**What is being asked**
Copy out all of the material below word for word, leaving out the pictures.

***** Entries supplied

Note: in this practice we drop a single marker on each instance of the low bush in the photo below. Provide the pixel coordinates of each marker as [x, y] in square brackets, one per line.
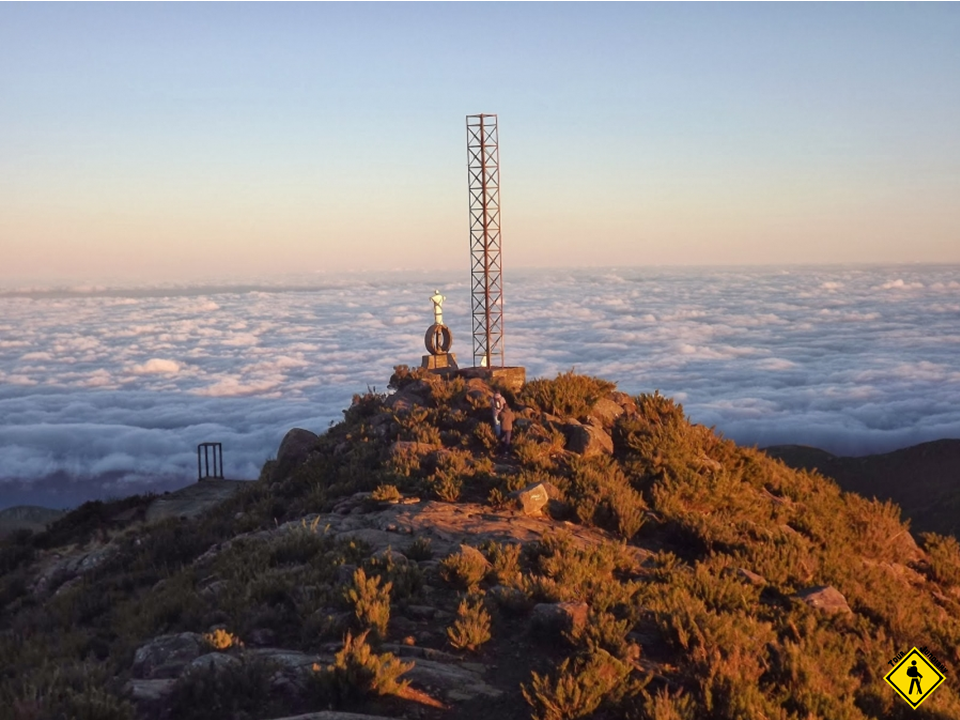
[357, 672]
[471, 629]
[371, 603]
[568, 395]
[464, 570]
[577, 689]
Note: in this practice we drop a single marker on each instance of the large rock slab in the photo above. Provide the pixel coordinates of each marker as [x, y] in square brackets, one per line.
[532, 499]
[62, 569]
[166, 656]
[193, 500]
[559, 617]
[294, 449]
[825, 598]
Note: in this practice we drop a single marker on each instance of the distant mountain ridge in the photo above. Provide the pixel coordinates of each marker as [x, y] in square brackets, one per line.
[924, 479]
[27, 517]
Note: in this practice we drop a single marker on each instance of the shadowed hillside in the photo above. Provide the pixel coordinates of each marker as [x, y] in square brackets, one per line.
[619, 562]
[924, 480]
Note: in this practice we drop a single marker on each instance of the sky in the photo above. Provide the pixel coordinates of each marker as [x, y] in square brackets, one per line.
[106, 392]
[174, 141]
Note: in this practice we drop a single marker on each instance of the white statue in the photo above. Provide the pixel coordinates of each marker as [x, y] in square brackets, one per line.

**********

**Result of this exercise**
Note: in this practice we drop a single marker on each instance of the low bush in the photo below. Provide the pixel coordinates of each marker as [x, y] in square brackets, one per line.
[357, 672]
[471, 629]
[371, 603]
[568, 395]
[464, 570]
[577, 689]
Note: in this practice we drop a single marker on each instance of the large rock slab in the photo above. Provide the pixel coordinates of each marker as [x, y] in square brackets, one per line.
[532, 499]
[62, 569]
[166, 656]
[193, 500]
[559, 617]
[294, 449]
[825, 598]
Note: in this practice we drop a single marker on each instance of the distant mountain ridge in the photo above. Provide the pixel coordinates of each marker as [x, y] in square brackets, one per line.
[924, 479]
[27, 517]
Note: in this practice we drop a single marker on each instance of the shadowed hillside in the photo above. Provide the pixel coordinates of each marker as [x, y] in square brackets, one per line.
[619, 562]
[924, 480]
Note: in this practice we drop a single marker on each instance of the sky in the photo above. Provide the pixel coordinates of each marker as [x, y] in square brackets, one per line.
[106, 392]
[174, 141]
Note: in this practice we drop a single marker on each instance of the white statue in the photo above. Provide the pixel coordinates of each marker as [x, y] in square brackets, one per line.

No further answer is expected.